WHAT TO DO
Transcribe the records below exactly as they appear.

++++++++++++++++++++

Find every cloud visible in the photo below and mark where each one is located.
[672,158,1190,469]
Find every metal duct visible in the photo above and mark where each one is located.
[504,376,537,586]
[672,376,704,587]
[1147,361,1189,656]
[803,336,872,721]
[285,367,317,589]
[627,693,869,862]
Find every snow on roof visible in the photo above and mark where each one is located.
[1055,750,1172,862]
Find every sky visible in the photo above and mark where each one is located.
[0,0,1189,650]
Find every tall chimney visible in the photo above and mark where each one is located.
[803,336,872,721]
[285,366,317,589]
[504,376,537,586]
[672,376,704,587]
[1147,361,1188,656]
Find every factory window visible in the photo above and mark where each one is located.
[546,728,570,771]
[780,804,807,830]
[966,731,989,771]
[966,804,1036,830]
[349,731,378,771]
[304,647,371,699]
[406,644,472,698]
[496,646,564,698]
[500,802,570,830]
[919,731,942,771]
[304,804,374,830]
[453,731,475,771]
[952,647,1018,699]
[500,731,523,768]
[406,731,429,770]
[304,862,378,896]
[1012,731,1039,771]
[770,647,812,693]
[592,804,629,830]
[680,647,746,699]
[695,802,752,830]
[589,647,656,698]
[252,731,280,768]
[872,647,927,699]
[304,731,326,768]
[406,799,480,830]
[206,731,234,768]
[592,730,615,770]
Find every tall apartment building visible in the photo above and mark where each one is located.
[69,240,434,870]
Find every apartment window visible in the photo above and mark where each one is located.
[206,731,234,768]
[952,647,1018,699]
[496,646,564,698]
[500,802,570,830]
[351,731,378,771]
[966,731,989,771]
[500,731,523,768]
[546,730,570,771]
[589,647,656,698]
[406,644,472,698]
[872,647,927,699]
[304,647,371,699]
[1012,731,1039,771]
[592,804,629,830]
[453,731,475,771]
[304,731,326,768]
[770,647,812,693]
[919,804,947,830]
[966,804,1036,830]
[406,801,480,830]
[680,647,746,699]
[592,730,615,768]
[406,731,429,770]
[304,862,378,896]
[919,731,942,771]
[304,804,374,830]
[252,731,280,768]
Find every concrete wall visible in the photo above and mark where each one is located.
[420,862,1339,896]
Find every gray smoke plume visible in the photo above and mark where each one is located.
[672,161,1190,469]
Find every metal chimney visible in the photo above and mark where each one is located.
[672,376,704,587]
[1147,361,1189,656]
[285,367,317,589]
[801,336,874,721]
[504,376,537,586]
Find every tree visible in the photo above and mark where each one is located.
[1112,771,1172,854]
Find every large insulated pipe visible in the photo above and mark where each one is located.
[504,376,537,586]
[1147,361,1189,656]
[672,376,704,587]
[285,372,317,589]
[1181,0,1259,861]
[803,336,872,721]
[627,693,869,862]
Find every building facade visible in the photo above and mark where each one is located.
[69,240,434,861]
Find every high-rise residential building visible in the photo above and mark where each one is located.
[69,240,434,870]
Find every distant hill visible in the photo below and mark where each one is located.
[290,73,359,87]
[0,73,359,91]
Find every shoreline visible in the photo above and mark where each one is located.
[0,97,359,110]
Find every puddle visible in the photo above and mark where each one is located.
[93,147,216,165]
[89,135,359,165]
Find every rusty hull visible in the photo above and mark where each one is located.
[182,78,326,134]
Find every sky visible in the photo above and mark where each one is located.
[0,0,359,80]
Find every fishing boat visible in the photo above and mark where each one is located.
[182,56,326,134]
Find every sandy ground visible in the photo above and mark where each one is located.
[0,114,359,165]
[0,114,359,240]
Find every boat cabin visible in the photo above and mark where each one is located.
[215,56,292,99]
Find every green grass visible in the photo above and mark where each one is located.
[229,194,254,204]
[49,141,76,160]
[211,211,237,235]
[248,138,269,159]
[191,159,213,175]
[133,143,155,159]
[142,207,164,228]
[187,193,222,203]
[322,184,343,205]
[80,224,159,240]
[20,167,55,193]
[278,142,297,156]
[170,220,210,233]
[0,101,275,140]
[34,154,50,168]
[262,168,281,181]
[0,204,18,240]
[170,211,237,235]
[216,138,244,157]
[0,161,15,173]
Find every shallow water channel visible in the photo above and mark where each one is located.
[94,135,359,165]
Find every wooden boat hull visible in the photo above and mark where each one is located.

++++++++++++++++++++

FINISHED ANSWER
Find every cloud visible in the photo below and mark where each one is located.
[672,158,1190,469]
Find every metal duct visible in the photo above and mark where each one is located.
[504,376,537,586]
[672,376,704,587]
[1147,361,1189,656]
[803,336,872,721]
[285,367,317,589]
[627,693,869,862]
Find every snow on roof visible in the photo above and mark where each one is located.
[1055,750,1172,862]
Find every sky visible in the photo above and mark where each one is located.
[0,0,1189,650]
Find every tall chimney visible in the photo above and mark where each one is located.
[803,336,872,721]
[285,366,317,589]
[504,376,537,586]
[672,376,704,587]
[1147,361,1188,656]
Find every factory window visible in the photo above and mark where each one is located.
[546,728,570,771]
[780,804,807,830]
[966,731,989,771]
[966,804,1036,830]
[349,731,378,771]
[304,647,371,699]
[406,644,472,698]
[496,646,564,698]
[500,802,570,830]
[919,731,942,771]
[304,804,374,830]
[453,731,475,771]
[952,647,1018,699]
[500,731,523,768]
[406,731,429,770]
[304,862,378,896]
[1012,731,1039,771]
[770,647,812,693]
[592,804,629,830]
[680,647,746,699]
[695,802,752,830]
[589,647,656,698]
[252,731,280,768]
[872,647,927,699]
[304,731,326,768]
[406,799,480,830]
[206,731,234,768]
[592,730,615,770]
Find every tall apartment building visible in the photo above and mark where each one is located.
[69,240,434,870]
Find every apartment window visible in the photo above and mark where each one is located.
[206,731,234,768]
[952,647,1018,699]
[496,646,564,698]
[500,802,570,830]
[351,731,378,771]
[966,731,989,771]
[500,731,523,768]
[546,730,570,771]
[589,647,656,698]
[406,644,472,698]
[872,647,927,699]
[304,647,371,699]
[1012,731,1039,771]
[592,804,629,830]
[453,731,475,771]
[304,731,326,768]
[770,647,812,693]
[919,804,947,830]
[966,804,1036,830]
[406,801,480,830]
[680,647,746,699]
[592,730,615,768]
[406,731,429,770]
[304,862,378,896]
[919,731,942,771]
[304,804,374,830]
[252,731,280,768]
Find every concrete wall visible in the photo above and mark where each one is located.
[420,862,1339,896]
Find every gray smoke plume visible in the photo above and mark where each one is located.
[672,161,1190,469]
Find every metal chimney visible in the photo above and mark where each one is located.
[672,376,704,587]
[1147,361,1189,656]
[285,367,317,589]
[801,336,874,721]
[504,376,537,586]
Find every tree visible in the photo above and mark where each one is located.
[1112,771,1172,854]
Find every large insulated pipe visible in the photo above and mark where each one is located.
[504,376,537,586]
[1147,361,1189,656]
[672,376,704,587]
[285,372,317,589]
[1181,0,1259,861]
[803,336,872,721]
[627,693,869,862]
Find every building facade visible in the photo above and mark where each one is located.
[69,240,434,861]
Find every high-rise residential building visible in the photo above and mark where each one is located.
[69,240,434,870]
Find every distant hill visible in the photo below and mark where each one is located.
[290,73,359,87]
[0,73,359,91]
Find every shoreline visible in the photo above and mark where each one is located.
[0,97,359,110]
Find every puddle visible in the photo above and mark where each one is located.
[93,147,216,165]
[89,135,359,165]
Find every rusty hull visible in the photo above and mark where each one is located.
[182,78,326,134]
Find every sky visible in the photo above and mark where each one is located.
[0,0,359,80]
Find every fishing boat visible in the photo above and mark where each one is located.
[182,56,326,134]
Find every sandy ground visible in the photo above and mark where each one is located.
[0,114,359,165]
[0,114,359,240]
Find every boat cabin visible in the photo above and mark where each one is located.
[215,56,292,99]
Find every green grass visible in the photo above and mark where each one is located.
[229,194,254,204]
[49,141,76,160]
[211,211,237,235]
[248,138,269,159]
[191,159,213,175]
[133,143,155,159]
[142,207,164,228]
[187,193,222,203]
[322,184,343,205]
[80,224,159,240]
[20,167,55,193]
[278,142,297,156]
[170,220,210,233]
[0,101,275,140]
[34,154,50,168]
[262,168,281,181]
[0,204,18,240]
[170,211,237,235]
[216,138,244,157]
[0,161,15,173]
Find every shallow water channel visible in the photo above and mark where each one is located.
[94,135,359,165]
Find every wooden boat hull visible in the photo above and mark where each one is located.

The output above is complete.